● Selected excerpt
[Start of section]
The Arizona Cardinals trailed the St. Louis Rams 14-10 through three quarters on Sunday, and then, well, then the fourth quarter happened.
Arizona outscored St. Louis 21-0 in the final quarter to win 31-14 and improve to 8-1. It was just the second time all season that the Cardinals won by more than 10 points. Average margin of victory entering Sunday? 8.1 points.
What makes this team so good when it matters most?
“We’re confident,” Cardinals defensive end Calais Campbell said on The Doug Gottlieb Show. “We know that the game is won or lost in the fourth quarter. Everything that happens before then, you just got to put yourself in position to have a chance to win the game. We always perform well in the fourth quarter. We take pride in performing well in the fourth quarter.”
The Cardinals certainly did that on Sunday, as backup quarterback Drew Stanton threw a go-ahead, 48-yard touchdown pass to John Brown midway through the quarter to give Arizona a 17-14 lead. The Cardinals added two defensive touchdowns – a 30-yard pick-six by Patrick Peterson and a 14-yard fumble return by Antonio Cromartie – to ice the game.
The Cardinals are 15-3 in their last 18 games dating back to last season, with the only losses coming to Philadelphia, San Francisco and Denver – two of which were on the road. When exactly did this fourth-quarter dominance come about?
[End of section]
Answer these questions using the game recap above:
1. By what score did Arizona outscore St. Louis in the fourth quarter?
2. Who threw the go-ahead 48-yard touchdown pass, and who caught it?
3. Which three teams handed the Cardinals their losses over their last 18 games?

● Entries supplied
[Start of section]
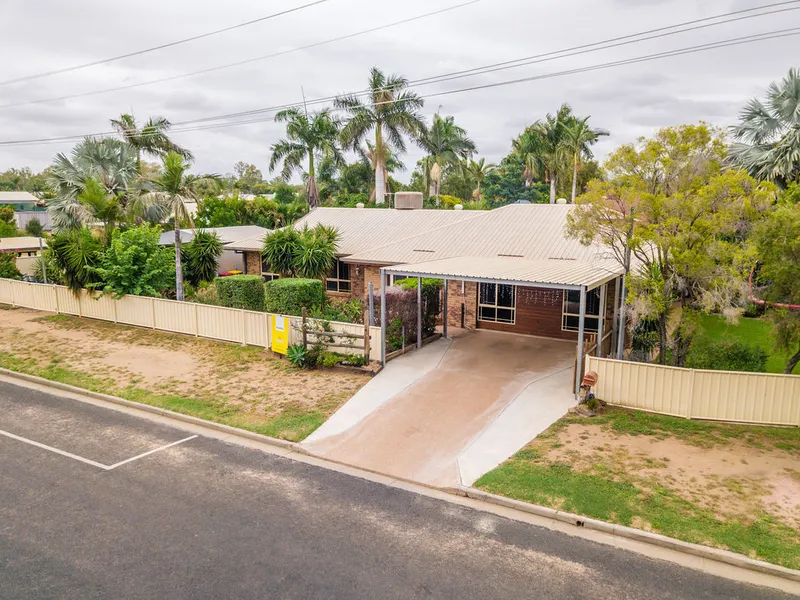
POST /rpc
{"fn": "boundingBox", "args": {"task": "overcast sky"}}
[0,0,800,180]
[End of section]
[Start of section]
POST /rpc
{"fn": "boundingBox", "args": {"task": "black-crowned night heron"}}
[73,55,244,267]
[End of section]
● Exercise solution
1. 21-0.
2. Drew Stanton threw it, and John Brown caught it.
3. Philadelphia, San Francisco and Denver.